### Task statement
Report how many lines of the data below contain "positive". Give nothing besides the number.

### Saved entries
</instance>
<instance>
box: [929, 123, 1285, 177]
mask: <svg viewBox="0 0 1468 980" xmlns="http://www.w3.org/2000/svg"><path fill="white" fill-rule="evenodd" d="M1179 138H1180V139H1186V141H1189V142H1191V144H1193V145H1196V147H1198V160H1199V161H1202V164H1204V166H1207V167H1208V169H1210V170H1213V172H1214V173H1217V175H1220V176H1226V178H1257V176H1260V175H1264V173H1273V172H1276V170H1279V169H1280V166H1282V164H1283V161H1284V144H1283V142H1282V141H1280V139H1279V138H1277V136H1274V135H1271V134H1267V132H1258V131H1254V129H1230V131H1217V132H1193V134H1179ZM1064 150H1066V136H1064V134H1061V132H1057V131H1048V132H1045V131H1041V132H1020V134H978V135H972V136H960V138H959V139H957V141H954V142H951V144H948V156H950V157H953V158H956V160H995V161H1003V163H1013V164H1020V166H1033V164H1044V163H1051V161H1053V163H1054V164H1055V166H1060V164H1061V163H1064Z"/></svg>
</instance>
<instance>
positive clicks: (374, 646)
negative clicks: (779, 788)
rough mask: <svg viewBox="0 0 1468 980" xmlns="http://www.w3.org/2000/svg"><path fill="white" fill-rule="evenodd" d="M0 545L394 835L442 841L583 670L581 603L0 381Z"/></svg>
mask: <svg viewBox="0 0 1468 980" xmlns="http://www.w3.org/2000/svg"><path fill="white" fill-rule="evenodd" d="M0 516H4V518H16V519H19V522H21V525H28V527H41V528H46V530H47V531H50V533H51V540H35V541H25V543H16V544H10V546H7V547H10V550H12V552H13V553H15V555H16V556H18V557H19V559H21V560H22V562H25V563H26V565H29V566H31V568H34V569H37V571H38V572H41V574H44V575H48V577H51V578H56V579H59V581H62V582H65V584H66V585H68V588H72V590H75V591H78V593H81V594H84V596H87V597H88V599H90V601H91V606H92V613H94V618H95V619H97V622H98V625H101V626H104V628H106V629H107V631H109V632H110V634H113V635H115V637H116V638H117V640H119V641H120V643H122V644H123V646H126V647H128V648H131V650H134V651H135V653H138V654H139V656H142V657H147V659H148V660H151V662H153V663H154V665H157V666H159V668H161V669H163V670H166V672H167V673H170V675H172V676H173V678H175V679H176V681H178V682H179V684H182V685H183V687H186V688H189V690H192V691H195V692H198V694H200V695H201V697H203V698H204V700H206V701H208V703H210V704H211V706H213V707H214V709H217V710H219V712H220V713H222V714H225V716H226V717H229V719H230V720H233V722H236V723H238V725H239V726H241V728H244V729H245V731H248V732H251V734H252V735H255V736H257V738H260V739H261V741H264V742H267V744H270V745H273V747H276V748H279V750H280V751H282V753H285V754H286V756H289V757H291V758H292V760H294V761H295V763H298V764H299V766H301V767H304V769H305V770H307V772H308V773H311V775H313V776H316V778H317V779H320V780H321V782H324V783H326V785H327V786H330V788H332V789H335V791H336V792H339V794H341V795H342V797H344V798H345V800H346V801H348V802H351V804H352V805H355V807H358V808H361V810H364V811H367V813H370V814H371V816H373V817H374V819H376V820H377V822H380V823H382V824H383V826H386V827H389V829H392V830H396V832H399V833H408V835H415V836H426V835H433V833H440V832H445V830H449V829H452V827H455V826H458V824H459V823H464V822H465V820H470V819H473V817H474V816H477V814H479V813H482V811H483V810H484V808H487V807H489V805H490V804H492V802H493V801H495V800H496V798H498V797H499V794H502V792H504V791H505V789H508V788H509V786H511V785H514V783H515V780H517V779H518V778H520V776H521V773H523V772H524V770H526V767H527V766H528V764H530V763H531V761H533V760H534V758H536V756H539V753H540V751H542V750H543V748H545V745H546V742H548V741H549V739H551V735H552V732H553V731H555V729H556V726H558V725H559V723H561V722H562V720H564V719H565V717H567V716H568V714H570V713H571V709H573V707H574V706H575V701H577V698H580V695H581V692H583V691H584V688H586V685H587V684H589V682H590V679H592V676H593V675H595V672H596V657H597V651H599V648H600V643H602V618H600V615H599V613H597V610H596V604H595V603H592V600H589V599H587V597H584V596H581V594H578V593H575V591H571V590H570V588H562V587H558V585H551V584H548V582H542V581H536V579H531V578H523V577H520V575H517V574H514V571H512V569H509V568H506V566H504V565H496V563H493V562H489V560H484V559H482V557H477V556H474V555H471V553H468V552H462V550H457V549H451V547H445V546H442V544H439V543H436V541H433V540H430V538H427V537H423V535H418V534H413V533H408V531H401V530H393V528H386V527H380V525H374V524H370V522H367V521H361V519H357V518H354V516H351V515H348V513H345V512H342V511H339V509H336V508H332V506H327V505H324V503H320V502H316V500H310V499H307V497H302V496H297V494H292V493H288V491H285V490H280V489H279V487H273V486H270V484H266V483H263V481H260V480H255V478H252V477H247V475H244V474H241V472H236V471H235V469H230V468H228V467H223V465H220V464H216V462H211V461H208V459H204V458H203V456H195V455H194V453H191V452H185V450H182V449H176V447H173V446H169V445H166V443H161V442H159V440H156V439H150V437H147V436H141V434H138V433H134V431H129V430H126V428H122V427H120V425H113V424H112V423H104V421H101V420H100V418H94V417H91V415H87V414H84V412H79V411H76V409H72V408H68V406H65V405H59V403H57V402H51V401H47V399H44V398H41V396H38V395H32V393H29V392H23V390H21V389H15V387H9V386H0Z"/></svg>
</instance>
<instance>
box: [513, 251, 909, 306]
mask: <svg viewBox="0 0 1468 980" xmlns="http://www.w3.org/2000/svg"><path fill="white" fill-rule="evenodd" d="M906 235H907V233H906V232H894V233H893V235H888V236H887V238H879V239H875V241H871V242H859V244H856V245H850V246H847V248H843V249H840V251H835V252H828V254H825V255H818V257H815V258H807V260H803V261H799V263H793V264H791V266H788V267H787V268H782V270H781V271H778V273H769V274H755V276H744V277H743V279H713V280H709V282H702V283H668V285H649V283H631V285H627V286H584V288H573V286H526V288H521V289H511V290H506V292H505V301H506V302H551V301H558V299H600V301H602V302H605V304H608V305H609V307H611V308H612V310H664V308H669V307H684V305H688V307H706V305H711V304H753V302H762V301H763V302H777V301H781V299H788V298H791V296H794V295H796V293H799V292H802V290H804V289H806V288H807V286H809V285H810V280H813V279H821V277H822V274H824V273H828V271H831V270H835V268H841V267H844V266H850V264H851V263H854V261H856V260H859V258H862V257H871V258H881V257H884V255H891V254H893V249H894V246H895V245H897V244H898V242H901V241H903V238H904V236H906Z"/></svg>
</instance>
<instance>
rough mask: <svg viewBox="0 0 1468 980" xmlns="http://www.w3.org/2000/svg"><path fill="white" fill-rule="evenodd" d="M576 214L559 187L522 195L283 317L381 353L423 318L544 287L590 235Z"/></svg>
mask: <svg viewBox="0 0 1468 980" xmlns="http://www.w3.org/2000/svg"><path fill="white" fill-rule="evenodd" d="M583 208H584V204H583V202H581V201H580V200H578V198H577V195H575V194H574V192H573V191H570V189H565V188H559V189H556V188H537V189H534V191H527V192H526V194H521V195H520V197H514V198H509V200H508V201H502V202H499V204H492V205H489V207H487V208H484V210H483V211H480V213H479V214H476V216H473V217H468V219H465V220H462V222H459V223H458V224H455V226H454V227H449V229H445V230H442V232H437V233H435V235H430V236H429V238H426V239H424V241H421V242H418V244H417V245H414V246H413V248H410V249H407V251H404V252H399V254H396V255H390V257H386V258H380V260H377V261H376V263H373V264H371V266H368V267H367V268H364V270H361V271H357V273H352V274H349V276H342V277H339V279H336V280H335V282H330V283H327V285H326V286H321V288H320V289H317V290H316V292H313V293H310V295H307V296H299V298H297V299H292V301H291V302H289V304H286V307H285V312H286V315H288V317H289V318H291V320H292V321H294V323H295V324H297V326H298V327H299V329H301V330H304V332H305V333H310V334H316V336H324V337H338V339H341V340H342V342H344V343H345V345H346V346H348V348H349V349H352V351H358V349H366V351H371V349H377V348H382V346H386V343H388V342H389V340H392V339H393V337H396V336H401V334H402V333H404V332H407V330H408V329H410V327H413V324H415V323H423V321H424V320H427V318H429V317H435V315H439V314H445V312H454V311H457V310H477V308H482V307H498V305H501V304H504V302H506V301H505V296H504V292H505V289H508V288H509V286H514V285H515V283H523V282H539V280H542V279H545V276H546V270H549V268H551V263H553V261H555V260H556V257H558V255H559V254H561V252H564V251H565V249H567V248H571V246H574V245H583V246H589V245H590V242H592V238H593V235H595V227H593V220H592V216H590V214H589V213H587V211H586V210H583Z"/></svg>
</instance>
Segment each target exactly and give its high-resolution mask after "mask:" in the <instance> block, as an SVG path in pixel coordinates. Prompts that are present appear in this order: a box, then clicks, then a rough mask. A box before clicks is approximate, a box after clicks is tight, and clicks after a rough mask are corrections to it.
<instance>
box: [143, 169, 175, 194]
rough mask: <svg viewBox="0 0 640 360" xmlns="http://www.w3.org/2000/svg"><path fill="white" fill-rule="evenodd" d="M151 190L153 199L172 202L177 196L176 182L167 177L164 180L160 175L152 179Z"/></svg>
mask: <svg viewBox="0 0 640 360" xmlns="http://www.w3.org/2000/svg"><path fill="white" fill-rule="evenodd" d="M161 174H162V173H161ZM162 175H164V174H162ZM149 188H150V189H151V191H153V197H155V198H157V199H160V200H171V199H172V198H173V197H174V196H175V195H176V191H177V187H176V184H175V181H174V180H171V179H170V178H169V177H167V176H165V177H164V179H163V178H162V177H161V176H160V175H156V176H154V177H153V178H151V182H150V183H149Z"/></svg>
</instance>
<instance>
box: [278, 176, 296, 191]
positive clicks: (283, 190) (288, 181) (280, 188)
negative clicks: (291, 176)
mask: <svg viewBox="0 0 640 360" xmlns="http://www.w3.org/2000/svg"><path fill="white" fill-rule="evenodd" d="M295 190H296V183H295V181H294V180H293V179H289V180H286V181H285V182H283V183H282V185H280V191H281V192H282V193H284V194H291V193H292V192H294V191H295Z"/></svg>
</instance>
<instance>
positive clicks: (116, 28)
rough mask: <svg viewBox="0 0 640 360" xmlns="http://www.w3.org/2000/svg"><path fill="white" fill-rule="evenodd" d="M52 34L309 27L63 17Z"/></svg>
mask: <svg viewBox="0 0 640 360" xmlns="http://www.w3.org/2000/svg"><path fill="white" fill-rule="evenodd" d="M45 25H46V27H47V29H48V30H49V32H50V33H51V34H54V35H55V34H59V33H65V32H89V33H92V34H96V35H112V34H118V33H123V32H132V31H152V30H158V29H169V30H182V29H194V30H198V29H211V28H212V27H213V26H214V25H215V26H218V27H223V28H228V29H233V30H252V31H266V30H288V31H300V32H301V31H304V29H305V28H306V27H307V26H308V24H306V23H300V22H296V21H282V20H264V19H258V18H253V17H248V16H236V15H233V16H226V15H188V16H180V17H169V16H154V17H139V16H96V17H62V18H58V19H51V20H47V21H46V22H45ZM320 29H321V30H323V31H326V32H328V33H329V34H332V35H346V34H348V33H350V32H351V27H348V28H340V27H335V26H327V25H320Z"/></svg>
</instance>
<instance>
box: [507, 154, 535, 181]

### Reply
3